_MATERIALS PROVIDED_.
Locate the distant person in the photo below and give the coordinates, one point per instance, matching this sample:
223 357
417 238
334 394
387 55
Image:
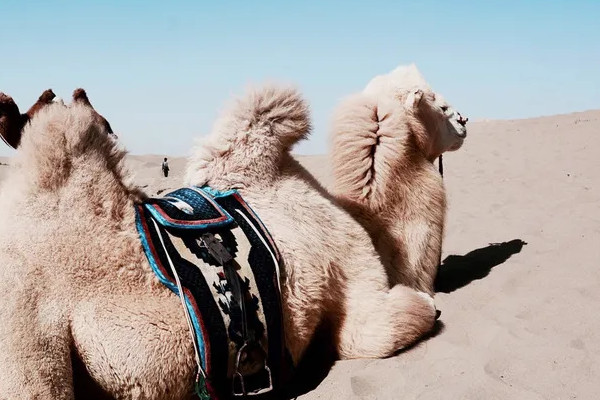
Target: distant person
165 168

_WHAT YOU WILL DO_. Give the data again exactly as written, with no pictures included.

_RESULT OF THIS EXERCISE_.
Locate the distant person in the photo below and give the coordinates, one point per instance, matching this sample:
223 357
417 238
334 394
387 55
Image:
Target: distant person
165 168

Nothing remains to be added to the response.